| Stated problem |
Reproduce the items below verbatim, from the line containing "Point to every instance of the red batting" through the end of the items, both ends included.

| Provided information |
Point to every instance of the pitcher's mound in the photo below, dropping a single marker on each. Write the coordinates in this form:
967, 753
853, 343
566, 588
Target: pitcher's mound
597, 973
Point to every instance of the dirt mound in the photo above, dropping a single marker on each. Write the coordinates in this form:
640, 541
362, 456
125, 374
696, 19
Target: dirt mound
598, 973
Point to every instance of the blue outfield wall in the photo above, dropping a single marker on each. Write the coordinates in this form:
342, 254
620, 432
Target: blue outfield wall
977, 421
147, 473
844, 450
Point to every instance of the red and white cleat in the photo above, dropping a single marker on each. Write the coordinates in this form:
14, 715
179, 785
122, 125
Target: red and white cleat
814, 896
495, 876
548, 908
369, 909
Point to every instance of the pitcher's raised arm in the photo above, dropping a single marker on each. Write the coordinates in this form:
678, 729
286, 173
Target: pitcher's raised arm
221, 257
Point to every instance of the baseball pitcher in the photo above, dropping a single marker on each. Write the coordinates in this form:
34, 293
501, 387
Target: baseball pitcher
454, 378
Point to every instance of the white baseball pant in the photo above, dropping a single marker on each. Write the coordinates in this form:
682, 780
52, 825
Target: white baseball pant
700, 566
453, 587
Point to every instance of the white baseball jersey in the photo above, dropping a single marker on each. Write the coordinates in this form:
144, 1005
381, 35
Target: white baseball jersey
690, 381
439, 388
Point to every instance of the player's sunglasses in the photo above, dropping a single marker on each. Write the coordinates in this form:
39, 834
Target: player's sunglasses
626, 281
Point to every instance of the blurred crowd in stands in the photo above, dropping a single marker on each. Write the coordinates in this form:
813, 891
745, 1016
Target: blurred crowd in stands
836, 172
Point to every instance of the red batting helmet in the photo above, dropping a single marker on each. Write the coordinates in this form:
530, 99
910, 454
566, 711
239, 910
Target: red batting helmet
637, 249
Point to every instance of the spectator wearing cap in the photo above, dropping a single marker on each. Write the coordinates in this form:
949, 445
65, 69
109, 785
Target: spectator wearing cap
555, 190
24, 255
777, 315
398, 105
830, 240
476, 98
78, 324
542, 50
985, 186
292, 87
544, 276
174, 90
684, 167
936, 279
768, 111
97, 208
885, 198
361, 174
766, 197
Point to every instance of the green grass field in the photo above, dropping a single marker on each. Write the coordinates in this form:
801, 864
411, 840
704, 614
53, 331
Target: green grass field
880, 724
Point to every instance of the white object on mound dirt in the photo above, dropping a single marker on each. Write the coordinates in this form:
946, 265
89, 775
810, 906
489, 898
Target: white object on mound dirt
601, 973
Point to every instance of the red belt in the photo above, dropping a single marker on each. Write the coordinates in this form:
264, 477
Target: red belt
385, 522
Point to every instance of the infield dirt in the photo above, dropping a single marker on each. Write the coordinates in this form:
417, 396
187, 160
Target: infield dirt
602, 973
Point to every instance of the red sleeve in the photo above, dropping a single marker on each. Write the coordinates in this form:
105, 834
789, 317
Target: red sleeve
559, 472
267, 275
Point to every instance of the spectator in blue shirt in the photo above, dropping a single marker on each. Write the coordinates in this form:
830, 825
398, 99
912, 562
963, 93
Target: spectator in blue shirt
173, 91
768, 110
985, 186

| Answer below |
Point to every instance of the red batting helmet in the photo above, dropping a single marker on each. Write the coordinates in this form:
530, 99
910, 454
566, 711
239, 910
Target: red batting helmet
637, 249
Point to every instance of the spectator wearing cap in the photo above, dropping a single marker on each. Write the coordinates in this form:
949, 445
65, 69
109, 785
Target: spectator wearing cap
555, 190
24, 255
777, 315
398, 105
830, 240
476, 98
78, 324
542, 50
985, 186
292, 87
544, 276
174, 90
684, 167
936, 279
768, 111
97, 208
885, 198
361, 174
766, 197
Point to every instance of the green grass field in the photo above, dropping a single marker on each. Write the coordinates in this form:
801, 864
411, 840
704, 614
53, 331
Target: green grass field
880, 724
Point to every instance of the white object on mound dirt in the photo above, dropping a single marker on each. Write the coordinates in this form:
946, 265
89, 775
810, 906
489, 898
Target: white object on mound dirt
601, 973
Point to every instance of the red belt in the photo above, dropping a single marker on each. Write the coordinates in this form:
264, 477
Target: red belt
385, 522
Point to every instance of the infield dirt in the photo above, dropping a single marker on each. Write the coordinates in this form:
417, 396
187, 160
Target: infield dirt
602, 973
Point to every instance of the red sleeve in the photo above, dropping a single marker on each. Write the coordinates in this form:
105, 834
789, 317
Target: red sleeve
559, 472
267, 275
Point to every instance of the spectator in blue shirt in the photo above, dropping a single marker on each. Write the coordinates in this form:
830, 825
398, 99
912, 562
963, 93
Target: spectator in blue shirt
173, 91
768, 110
985, 186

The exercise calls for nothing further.